# EXERCISE GOAL
Change every instance of "Expected output format:" to "Required output format:" throughout the entries below, and write out all their lines again with nothing else altered.

# PROVIDED ENTRIES
begin

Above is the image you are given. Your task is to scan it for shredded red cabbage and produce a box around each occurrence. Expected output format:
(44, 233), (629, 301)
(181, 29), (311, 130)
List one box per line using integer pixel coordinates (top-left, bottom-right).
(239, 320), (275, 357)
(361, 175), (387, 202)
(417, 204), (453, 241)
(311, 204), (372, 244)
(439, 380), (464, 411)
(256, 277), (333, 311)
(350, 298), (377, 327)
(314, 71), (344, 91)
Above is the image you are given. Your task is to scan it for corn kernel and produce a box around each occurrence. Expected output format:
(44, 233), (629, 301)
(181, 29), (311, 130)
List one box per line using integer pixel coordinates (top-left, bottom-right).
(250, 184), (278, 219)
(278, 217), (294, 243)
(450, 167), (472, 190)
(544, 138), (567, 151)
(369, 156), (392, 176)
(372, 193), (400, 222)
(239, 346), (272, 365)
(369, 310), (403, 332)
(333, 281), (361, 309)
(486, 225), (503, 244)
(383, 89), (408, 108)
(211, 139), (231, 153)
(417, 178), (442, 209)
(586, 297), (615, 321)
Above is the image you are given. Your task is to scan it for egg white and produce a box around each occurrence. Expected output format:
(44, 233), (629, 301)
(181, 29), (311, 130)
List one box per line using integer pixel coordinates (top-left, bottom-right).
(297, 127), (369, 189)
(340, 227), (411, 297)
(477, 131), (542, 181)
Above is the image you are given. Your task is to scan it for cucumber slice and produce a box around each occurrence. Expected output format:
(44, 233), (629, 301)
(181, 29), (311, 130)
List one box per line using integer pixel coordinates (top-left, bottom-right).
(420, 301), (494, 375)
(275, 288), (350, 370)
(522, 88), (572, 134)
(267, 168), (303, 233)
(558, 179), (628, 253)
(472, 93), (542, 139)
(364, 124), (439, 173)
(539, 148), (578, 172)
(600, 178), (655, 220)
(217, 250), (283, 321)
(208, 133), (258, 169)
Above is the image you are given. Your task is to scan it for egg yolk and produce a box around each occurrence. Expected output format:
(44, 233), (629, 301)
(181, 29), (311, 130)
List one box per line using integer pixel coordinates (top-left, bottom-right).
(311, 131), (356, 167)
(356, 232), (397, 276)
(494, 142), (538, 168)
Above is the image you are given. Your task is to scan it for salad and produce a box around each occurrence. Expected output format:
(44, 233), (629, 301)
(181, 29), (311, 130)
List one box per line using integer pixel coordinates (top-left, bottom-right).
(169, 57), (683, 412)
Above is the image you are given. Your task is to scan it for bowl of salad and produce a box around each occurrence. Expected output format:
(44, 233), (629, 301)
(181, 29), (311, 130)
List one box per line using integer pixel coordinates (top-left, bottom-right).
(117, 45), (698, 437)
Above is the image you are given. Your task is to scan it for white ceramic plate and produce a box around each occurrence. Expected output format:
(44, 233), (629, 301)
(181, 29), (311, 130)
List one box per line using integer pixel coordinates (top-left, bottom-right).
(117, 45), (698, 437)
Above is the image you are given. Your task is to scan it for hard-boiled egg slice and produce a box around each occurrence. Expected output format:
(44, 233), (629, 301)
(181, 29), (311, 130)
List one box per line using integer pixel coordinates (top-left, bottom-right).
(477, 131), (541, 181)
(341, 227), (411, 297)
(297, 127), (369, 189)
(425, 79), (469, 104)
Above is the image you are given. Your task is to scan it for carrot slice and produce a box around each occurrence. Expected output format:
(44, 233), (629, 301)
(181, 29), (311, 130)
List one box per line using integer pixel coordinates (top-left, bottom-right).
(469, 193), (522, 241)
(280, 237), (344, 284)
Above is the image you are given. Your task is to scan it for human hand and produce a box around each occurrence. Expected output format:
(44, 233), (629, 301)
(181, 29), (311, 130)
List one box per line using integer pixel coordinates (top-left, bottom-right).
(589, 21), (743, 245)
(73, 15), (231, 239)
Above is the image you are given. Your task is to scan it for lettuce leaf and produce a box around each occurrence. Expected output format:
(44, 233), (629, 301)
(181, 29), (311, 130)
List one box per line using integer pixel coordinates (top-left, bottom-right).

end

# THE COMPLETED TASK
Above is the image you are given. Your task is to scan it for shredded red cabbage and produce a box around each occurrence. Required output format:
(44, 233), (629, 301)
(181, 29), (311, 130)
List one box per line using integer pixel coordinates (top-left, bottom-right).
(239, 320), (275, 357)
(361, 175), (387, 202)
(417, 204), (453, 241)
(311, 204), (372, 244)
(439, 380), (464, 411)
(256, 277), (333, 311)
(350, 298), (377, 327)
(314, 71), (344, 91)
Above is the image you are given. Your task is to scan it for corn kernel and produce a box around each occurrence. Required output format:
(44, 233), (629, 301)
(181, 29), (311, 130)
List one box per line using integer pixel coordinates (top-left, bottom-right).
(250, 184), (278, 219)
(278, 217), (294, 243)
(450, 167), (472, 190)
(544, 138), (567, 151)
(369, 156), (392, 176)
(372, 193), (400, 222)
(239, 346), (272, 365)
(369, 310), (403, 332)
(333, 281), (361, 309)
(486, 225), (503, 244)
(383, 89), (408, 108)
(211, 139), (231, 153)
(417, 178), (442, 209)
(586, 297), (615, 321)
Above is the image you are given. Your task is to scan it for egg white and produce a box around each occurrence. Required output format:
(44, 233), (629, 301)
(181, 29), (311, 130)
List one box per line using integer pixel coordinates (top-left, bottom-right).
(297, 127), (369, 189)
(340, 227), (411, 297)
(477, 131), (542, 181)
Above is the image you are given. Your task is to scan it for cucumber slice and produce a box around each occurrence. Required output format:
(44, 233), (629, 301)
(181, 29), (311, 130)
List one box per line using integer pixel coordinates (top-left, bottom-right).
(420, 301), (494, 375)
(275, 288), (350, 370)
(522, 88), (572, 134)
(267, 168), (303, 233)
(558, 179), (628, 253)
(472, 93), (542, 139)
(364, 124), (439, 173)
(539, 148), (578, 172)
(600, 178), (655, 220)
(217, 250), (283, 321)
(208, 133), (258, 169)
Above is the image you are given. Your task is to scan it for egg yolk and produce a box around each occurrence. Required output format:
(44, 233), (629, 301)
(181, 29), (311, 130)
List one box per line using integer pixel coordinates (top-left, bottom-right).
(311, 131), (356, 167)
(356, 232), (397, 276)
(494, 142), (538, 168)
Above is the image you are given. Your task is to scan it for salad and produce a box around each occurrence. Required output format:
(44, 233), (629, 301)
(181, 29), (311, 130)
List one box per line using integer pixel coordinates (top-left, bottom-right).
(169, 57), (683, 412)
Above is the image you are given. Your task is to scan it for bowl of salad and produce a box around each occurrence. Required output format:
(44, 233), (629, 301)
(181, 29), (311, 130)
List one box per line using integer pixel coordinates (top-left, bottom-right).
(117, 45), (698, 437)
Above is the image you are given. Your task is to scan it for white ceramic plate and produce a box around each occurrence. Required output format:
(44, 233), (629, 301)
(181, 29), (311, 130)
List one box per line using integer pixel coordinates (top-left, bottom-right).
(117, 45), (698, 437)
Above is the image you are given. Your task is to scan it for hard-boiled egg slice and produce a box around each occurrence. Required output format:
(44, 233), (629, 301)
(181, 29), (311, 130)
List one box per line using integer pixel coordinates (top-left, bottom-right).
(477, 131), (541, 181)
(341, 227), (411, 297)
(297, 127), (369, 189)
(425, 79), (469, 104)
Above is the image you are given. Your task is to scan it for carrot slice and produce a box around each occurrence. Required output format:
(44, 233), (629, 301)
(181, 29), (311, 130)
List one box per line using integer pixel coordinates (top-left, bottom-right).
(469, 193), (522, 241)
(280, 237), (344, 284)
Above is the image you are given. Your task is to scan it for human hand and produce a box around each occurrence. Required output format:
(44, 233), (629, 301)
(181, 29), (311, 130)
List one box per line using integer pixel coordinates (top-left, bottom-right).
(589, 21), (743, 245)
(73, 15), (231, 239)
Above is the image you are given. Your task is to scan it for lettuce leaf and produce a box around each occurrence. Required output format:
(44, 233), (629, 301)
(181, 29), (311, 130)
List one box per line using integer pixel coordinates (top-left, bottom-right).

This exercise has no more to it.